ASSIGNMENT
Copy out the section of the Tolstoy text that runs from "Tolstoy is never, with" through "or debased art.", swapping "voraciously" for "avidly".

:: TEXT

The Kingdom of God is Within You, 1893, is another long work which contrasts life on Christian principles with life as it is actually lived according to the maxims of the Church and State. There is an ironic and bitter analysis of the absurdities of Greek Orthodoxy, and an equally ironic and bitter analysis of the absurd conditions of modern Europe, which keep whole nations armed under the pretence that their ever-increasing military burdens are a way to peace.

With this group of works also we should class What is Art? 1899. It is the book which carries Tolstoy's asceticism to its climax.

There are many people who, though they sympathise with Tolstoy's ideals, decline to take seriously on the ground that he is a fanatic, and, if the matter be inquired into, it will usually be found that they base the accusation mainly upon his treatment of science and art.

Tolstoy has never a good word for science; he insists upon considering it as if it were concerned solely with abstract questions, and had no practical bearing upon the lives of men. The modern reader is overwhelmed with surprise by such an unwarranted assumption. Even if it were true that science is only valuable on its utilitarian side, we are still driven to confess that that utilitarian value is enormous; it has irrigated deserts, fertilised soils, improved animals, banished many diseases; it has made, even in the one occupation Tolstoy really reverences—agriculture—man's labour tenfold or a hundredfold more productive than it ever was before. If science has not yet effected the transformation of human life that it might have done, that is surely because our imperfect organisation of society prevents us from reaping the full value of its great and beneficent achievement.

And the case is even more astonishing when we turn to art. Tolstoy, himself one of the world's greatest writers, condemns almost all great art, from the Greek tragedians to Shakespeare, and almost all modern art—including, characteristically enough, himself. We must remember this truth, that Tolstoy was born an aristocrat, and that the members of aristocracies are nearly always cold to intellectual attainments; they belong to a privileged class which despises work and repudiates intellect. Tolstoy learnt, with all the energy of his strong soul, to exalt and reverence the once-despised labour of the common man, but he never learnt to esteem justly the intellect; he resembles Lord Byron, who, although a great poet, only condescended to the trade of letters, and regarded it always with a certain scorn.

Tolstoy is never, with his whole heart, a man of letters, and he is still less a scholar, for though at times he reads voraciously, it is almost wholly without system; there are the strangest gaps in his knowledge, and he is singularly impervious to all ideas except those with which he happens to be at the moment in tune.

However, What is Art? contains some admirable things. Tolstoy defines art as a human activity, the aim of which is to communicate to some other person the feelings which the artist has himself experienced. Art is effective in proportion as the artist's feeling is sincere and profound, and the expression of it clear; art is good or bad in accordance with the nature of the feeling transmitted; if the feeling is good it is good art, if the feeling is bad it is bad or debased art.

This is a fine definition, and well worth studying. From Aristotle downwards great critics have agreed that one aim of art is certainly "infection," and that the greater the art the more powerful the "infection" is likely to be.

Tolstoy asserts again that art is one of the great unifying forces of mankind, that it binds together different nations and different generations of men, and that that art is the greatest which has the most universal appeal. Here again there is little with which to quarrel. Tolstoy's definition of great art is almost St. Beuve's definition of a classic.

::::
:: INFORMATION SHOWN

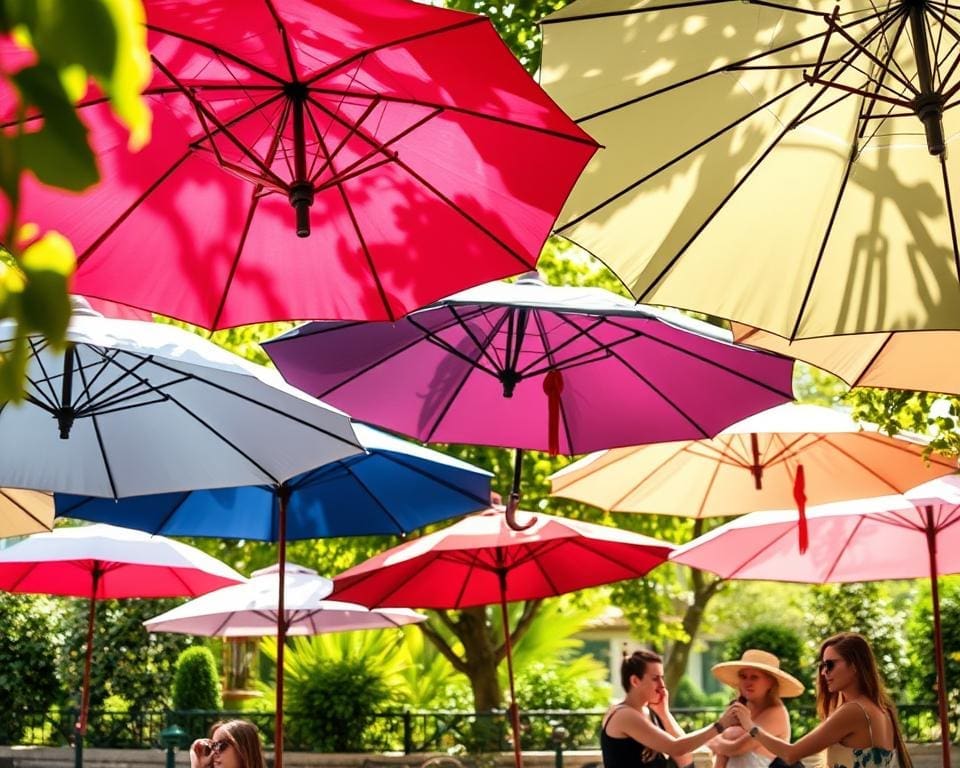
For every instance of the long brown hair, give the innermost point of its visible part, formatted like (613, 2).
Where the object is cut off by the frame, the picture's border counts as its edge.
(245, 737)
(855, 650)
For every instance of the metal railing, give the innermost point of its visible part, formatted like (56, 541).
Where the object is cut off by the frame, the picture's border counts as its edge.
(409, 731)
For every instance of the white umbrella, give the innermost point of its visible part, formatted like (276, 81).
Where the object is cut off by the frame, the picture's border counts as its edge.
(250, 609)
(133, 408)
(102, 562)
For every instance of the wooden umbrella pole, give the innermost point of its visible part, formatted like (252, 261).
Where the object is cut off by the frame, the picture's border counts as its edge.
(938, 640)
(88, 661)
(514, 710)
(282, 497)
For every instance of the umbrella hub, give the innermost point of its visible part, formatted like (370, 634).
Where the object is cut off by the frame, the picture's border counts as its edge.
(509, 378)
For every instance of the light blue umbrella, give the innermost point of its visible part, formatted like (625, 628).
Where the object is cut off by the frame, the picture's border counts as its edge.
(393, 488)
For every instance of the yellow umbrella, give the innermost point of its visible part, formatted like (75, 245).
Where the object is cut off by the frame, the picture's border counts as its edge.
(23, 512)
(752, 465)
(771, 163)
(896, 360)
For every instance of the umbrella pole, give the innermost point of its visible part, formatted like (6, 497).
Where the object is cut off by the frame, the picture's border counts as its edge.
(283, 494)
(514, 710)
(88, 661)
(513, 503)
(938, 640)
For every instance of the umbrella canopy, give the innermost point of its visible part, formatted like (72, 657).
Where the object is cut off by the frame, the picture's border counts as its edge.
(890, 537)
(532, 366)
(23, 512)
(102, 562)
(394, 487)
(250, 609)
(482, 560)
(753, 465)
(898, 360)
(808, 193)
(134, 408)
(314, 159)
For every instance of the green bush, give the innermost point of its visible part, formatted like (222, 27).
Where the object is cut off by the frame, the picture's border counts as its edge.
(332, 709)
(29, 646)
(559, 686)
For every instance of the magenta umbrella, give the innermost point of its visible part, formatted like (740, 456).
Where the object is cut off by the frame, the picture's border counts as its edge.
(103, 562)
(482, 560)
(533, 366)
(333, 159)
(916, 535)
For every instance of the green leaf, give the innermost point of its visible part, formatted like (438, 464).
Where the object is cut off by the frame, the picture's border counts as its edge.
(58, 153)
(47, 264)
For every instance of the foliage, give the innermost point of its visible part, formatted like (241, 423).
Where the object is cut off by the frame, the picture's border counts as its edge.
(50, 76)
(564, 684)
(517, 23)
(29, 646)
(127, 661)
(876, 610)
(923, 680)
(334, 686)
(196, 682)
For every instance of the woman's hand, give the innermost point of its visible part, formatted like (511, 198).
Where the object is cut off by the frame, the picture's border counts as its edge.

::::

SOLVED PROBLEM
Tolstoy is never, with his whole heart, a man of letters, and he is still less a scholar, for though at times he reads avidly, it is almost wholly without system; there are the strangest gaps in his knowledge, and he is singularly impervious to all ideas except those with which he happens to be at the moment in tune.

However, What is Art? contains some admirable things. Tolstoy defines art as a human activity, the aim of which is to communicate to some other person the feelings which the artist has himself experienced. Art is effective in proportion as the artist's feeling is sincere and profound, and the expression of it clear; art is good or bad in accordance with the nature of the feeling transmitted; if the feeling is good it is good art, if the feeling is bad it is bad or debased art.